--- begin Input for this task ---

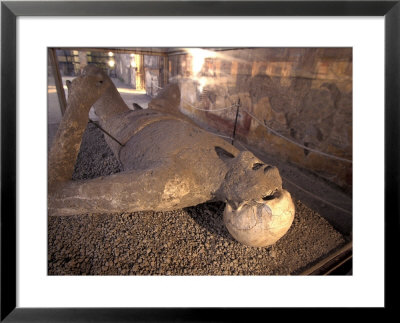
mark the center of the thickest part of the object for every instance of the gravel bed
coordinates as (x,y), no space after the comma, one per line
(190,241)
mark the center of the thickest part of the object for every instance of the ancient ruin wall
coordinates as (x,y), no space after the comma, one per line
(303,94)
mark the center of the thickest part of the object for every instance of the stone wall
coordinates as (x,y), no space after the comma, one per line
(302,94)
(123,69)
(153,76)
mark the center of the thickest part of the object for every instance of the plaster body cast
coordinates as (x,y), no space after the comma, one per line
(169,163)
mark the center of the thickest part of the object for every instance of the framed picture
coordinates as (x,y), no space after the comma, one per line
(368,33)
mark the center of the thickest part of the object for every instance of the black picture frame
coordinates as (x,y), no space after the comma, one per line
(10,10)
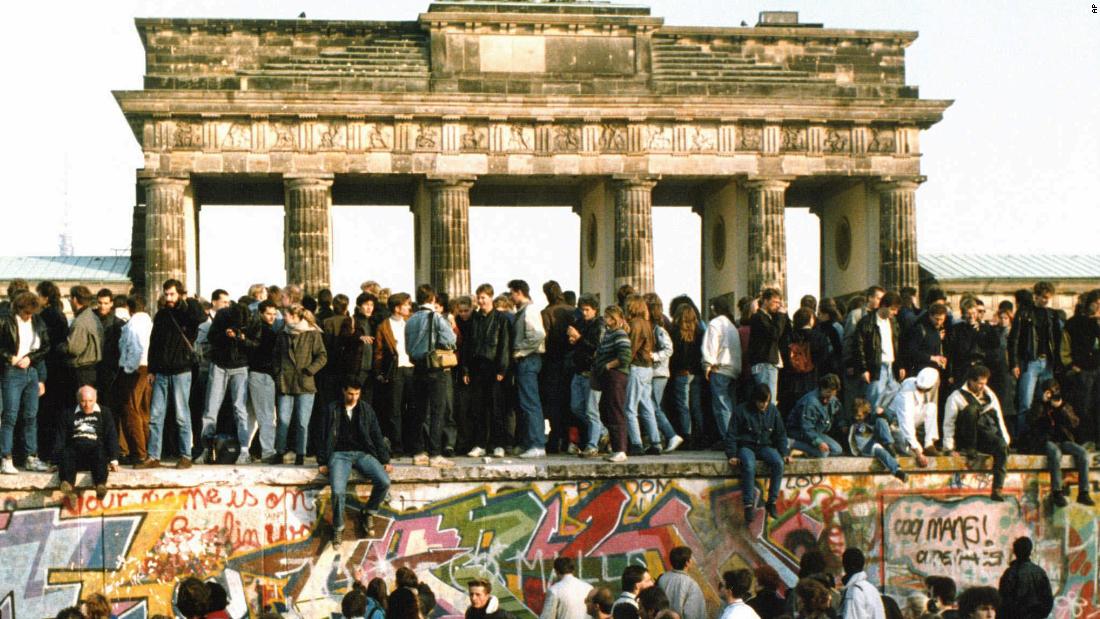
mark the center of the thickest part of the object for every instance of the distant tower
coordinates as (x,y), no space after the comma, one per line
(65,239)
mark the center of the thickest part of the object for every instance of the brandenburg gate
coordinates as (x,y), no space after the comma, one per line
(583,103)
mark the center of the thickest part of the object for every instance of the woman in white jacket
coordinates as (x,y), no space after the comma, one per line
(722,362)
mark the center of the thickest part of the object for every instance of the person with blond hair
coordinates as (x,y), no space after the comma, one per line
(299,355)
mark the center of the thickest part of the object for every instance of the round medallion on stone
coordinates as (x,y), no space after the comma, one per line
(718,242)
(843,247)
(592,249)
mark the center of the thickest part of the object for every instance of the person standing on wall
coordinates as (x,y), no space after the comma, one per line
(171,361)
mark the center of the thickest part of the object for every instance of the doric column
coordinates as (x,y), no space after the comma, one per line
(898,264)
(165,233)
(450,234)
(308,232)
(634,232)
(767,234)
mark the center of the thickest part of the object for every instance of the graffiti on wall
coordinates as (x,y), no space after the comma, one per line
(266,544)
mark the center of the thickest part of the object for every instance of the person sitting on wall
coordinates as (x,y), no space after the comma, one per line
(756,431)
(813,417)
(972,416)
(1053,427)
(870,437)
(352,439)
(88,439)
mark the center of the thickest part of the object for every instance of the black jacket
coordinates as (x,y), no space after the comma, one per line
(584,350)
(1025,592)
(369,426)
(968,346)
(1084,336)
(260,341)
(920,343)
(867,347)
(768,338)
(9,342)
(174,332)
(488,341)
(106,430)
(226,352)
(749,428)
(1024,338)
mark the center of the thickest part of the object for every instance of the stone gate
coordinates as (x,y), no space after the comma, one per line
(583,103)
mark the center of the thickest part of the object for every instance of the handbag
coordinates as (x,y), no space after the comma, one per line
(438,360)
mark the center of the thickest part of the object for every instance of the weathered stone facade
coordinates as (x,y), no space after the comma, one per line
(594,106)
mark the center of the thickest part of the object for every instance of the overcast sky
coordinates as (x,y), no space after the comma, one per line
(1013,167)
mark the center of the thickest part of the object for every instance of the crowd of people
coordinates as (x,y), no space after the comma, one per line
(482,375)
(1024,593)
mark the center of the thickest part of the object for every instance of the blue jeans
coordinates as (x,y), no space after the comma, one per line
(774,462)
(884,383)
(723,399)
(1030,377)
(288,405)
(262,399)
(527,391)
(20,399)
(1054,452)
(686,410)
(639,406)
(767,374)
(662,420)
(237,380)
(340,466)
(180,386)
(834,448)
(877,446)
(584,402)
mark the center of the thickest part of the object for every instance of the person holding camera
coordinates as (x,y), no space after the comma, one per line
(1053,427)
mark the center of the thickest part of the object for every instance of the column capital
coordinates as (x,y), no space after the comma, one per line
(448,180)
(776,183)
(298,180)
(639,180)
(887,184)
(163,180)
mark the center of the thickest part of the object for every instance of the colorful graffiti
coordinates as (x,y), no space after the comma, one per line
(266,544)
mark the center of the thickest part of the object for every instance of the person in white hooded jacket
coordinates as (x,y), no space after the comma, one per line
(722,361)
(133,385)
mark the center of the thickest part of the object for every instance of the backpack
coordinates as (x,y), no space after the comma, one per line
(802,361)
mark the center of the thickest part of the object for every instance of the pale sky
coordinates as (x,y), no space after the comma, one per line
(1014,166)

--- end Input for this task ---

=== Goal ===
Except for the pictures, print the data above exactly.

=== Correct answer ===
mark the center of the thickest part of the object for every instance of the gravel bed
coordinates as (x,y), no space after the comma, one per line
(190,241)
mark the center of the thickest part of the object for every instance of the ancient ruin wall
coordinates as (x,y), no space after the comma, one per line
(303,94)
mark the center of the thickest part of the object for every instance of the stone wall
coordinates as (x,y), no space after the comma, one per line
(302,94)
(123,69)
(153,76)
mark the center of the thickest part of the object for every instance of the plaster body cast
coordinates as (x,y), no space after the comma, one per line
(169,163)
mark the center of the thickest part of the object for every instance of the framed picture
coordinates as (x,y), no space after the comma, one per line
(368,33)
mark the center of the thickest part of the object for every instance of the black picture frame
coordinates as (x,y), no space after the comma, one per line
(10,10)
mark the center of the thickest part of the object for every instance of the distant tower
coordinates as (x,y), no space after the comma, one per line
(65,239)
mark the center of the thickest part of the object for every instance of the brandenburg gate
coordinates as (x,y), no space after the comma, one per line
(583,103)
mark the center of the thickest part of the object for every instance of the woman in white jacket
coordinates as (x,y), no space after the comma, one per line
(722,362)
mark the center of the thickest part of the object for every instance of the person with blond hair
coordinates as (x,y), no space after the comma, one per line
(299,355)
mark the center of the thickest part of the object for every instance of the round medallion on stone
coordinates as (x,y), no space after the comma, one per line
(718,242)
(843,247)
(592,249)
mark the center of the thickest part of the object for every instance of the person standing on wall
coordinates as (x,y), no space after the comma, one per line
(171,361)
mark the center of the thickest part of the object for every instance of the doric column
coordinates as (x,y), no space after the comma, one per line
(898,264)
(165,233)
(450,234)
(308,232)
(634,232)
(767,234)
mark the center of the thickest part of the object for every instance of the graffiti on wall
coordinates as (x,y), no space after the comma, one per line
(266,544)
mark the center of the thickest part of the object for every instance of the person sitting on wall
coordinates as (x,y), no space after the comma, one per line
(756,431)
(813,417)
(972,416)
(1053,427)
(870,437)
(352,439)
(88,439)
mark the center of the thickest part of the object for every instance of the black jacket
coordinates as (x,y), no space after the comma, one per line
(584,350)
(1025,592)
(369,426)
(968,346)
(1084,336)
(260,341)
(920,343)
(867,347)
(768,338)
(9,342)
(174,332)
(488,341)
(106,430)
(226,352)
(749,428)
(1024,338)
mark the center of the thickest part of the object for every instance of the stone gate
coordinates as (x,y), no space after the comma, one per line
(583,103)
mark the center of the thickest part of the object for every instance of the handbag
coordinates as (x,y), no space after the comma, one per line
(438,360)
mark the center of the thickest part of the object for every instance of the weathered stone facade
coordinates as (x,y), no space after the comma, one per line
(594,106)
mark the center of the thickest part of the object for every instance of the overcast sky
coordinates as (x,y), no space after the comma, one per line
(1013,167)
mark the center of the thickest part of the object for every instance of the crowd of people
coordinates as (x,y), no space after the comma, one per line
(482,375)
(1024,593)
mark the center of the thickest part of the object for every instance of the blue jeans
coordinates as (x,y), no space after the comma, one per line
(774,462)
(884,383)
(723,399)
(1030,377)
(288,405)
(262,399)
(527,391)
(20,399)
(1054,452)
(686,410)
(639,406)
(767,374)
(662,420)
(237,380)
(340,466)
(180,386)
(834,448)
(877,446)
(584,402)
mark the center of the thickest part of the object for every instance of the person holding camera
coordinates as (x,y), no space after the comma, one per line
(1053,427)
mark the center of the thickest part of the object for every instance of the column capital
coordinates as (x,y), no space after the comma, one per line
(448,180)
(776,183)
(298,180)
(639,180)
(887,184)
(163,180)
mark the center of the thickest part of the object for every instance of the colorful graffiti
coordinates as (x,y), no space after the comma, one per line
(266,544)
mark the center of the thickest part of the object for every instance of the person in white hooded jacket
coordinates as (x,y), no space after the comma, one per line
(722,361)
(133,385)
mark the center of the thickest part of the object for every instance of the backpack
coordinates as (x,y), no space after the comma, one per line
(802,361)
mark the center of the thickest part of the object for every instance of the pale sky
coordinates as (x,y), no space after the comma, one per line
(1014,166)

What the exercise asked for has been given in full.